US stocks outlook 2013

Published January 27, 2013

WITH 72 per cent of corporate earnings exceeding analysts’ estimates, it may be difficult for US stocks not to reach a record in 2013.

The Standard & Poor’s 500 Index was 5.1 per cent below the all-time high in October 2007. Profits in the benchmark gauge are forecast to exceed $1 trillion this year, or 31 per cent more than when the gauge peaked, according to more than 11,000 analyst estimates compiled by Bloomberg.

Even if the price- earnings ratio, now 9.8 per cent below the six-decade mean, doesn’t expand, the S&P 500 is poised to recover fully from the financial crisis that began almost six years ago.

In mid January the S&P hit a five-year high as 48 of 67 companies that reported results exceeded analyst estimates in the biggest expansion in profits since the technology bubble of the 1990s. While bears say the rally will stall when forecasts prove too high, bulls say US companies generating more income than ever will push stocks to new records.

“Corporate America has done an incredible job post- recession,” Leo Grohowski, BNY Mellon Wealth Management’s New York-based chief investment officer said in a January 16 phone interview. His firm oversees $179 billion. “It’s not going to be a return to the ’80s and ’90s where we had people retiring from their day jobs to become day traders. I wouldn’t revert to the historic P/E ratio kind of environment. But the good news is I don’t think we need that to reach a record.”

The S&P 500 gained 4.2 per cent in 2013 after advancing 13 per cent in 2012.

Individuals added $3.1 billion to US stock mutual funds in the first week of this year, the most since at least 2000, after withdrawing almost $250 billion in the past four years, according to data from research firm EPFR Global, scarred by the 2008 financial crisis that wiped out $11 trillion in market value.

Total net income in 2013 will be about $241 billion more than in 2007, even after profits had their biggest drop on record in 2000. The price-earnings ratio reached 33 during the peak of the internet bubble in 2000, when earnings were $54.82 a share, according to the data.

○ ○ ○

GIVEN TASK 1: Sum up the article on the 2013 US stocks outlook in two sentences.
GIVEN TASK 2: According to the article, how much money did individuals add to US stock mutual funds in the first week of the year?
The lines that follow the text aren't needed here.

EXTRACTED DATA:
○ ○ ○

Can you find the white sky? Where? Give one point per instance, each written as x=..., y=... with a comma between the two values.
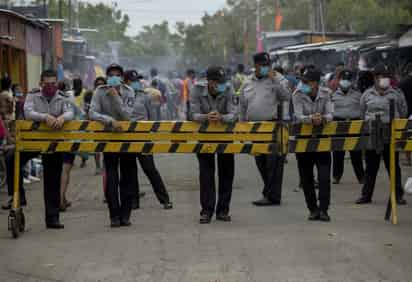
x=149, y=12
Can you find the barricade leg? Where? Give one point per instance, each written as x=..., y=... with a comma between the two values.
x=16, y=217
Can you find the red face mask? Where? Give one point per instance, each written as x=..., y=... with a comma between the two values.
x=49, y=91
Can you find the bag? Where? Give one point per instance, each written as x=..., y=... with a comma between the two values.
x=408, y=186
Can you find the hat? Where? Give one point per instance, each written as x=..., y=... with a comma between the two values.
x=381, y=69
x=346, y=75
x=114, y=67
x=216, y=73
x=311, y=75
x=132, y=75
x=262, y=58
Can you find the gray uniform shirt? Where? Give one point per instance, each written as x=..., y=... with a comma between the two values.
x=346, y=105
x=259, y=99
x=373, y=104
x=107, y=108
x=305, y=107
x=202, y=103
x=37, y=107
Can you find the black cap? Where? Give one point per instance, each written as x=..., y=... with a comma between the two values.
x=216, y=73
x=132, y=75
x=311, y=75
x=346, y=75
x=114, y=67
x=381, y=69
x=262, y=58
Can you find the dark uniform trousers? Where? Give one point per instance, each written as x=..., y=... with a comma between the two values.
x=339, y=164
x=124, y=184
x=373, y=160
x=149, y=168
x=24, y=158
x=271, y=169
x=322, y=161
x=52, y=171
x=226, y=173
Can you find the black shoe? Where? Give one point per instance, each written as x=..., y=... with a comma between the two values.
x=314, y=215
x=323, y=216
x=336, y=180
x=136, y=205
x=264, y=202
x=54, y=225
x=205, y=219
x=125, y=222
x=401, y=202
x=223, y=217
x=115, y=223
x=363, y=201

○ ○ ○

CORRECT ANSWER 1: With 72 percent of corporate earnings beating analysts' estimates and S&P 500 profits forecast to top $1 trillion this year, US stocks may reach a record in 2013. The S&P 500 hit a five-year high in mid January, and while bears say the rally will stall when forecasts prove too high, bulls say US companies earning more than ever will push stocks to new records.

CORRECT ANSWER 2: $3.1 billion.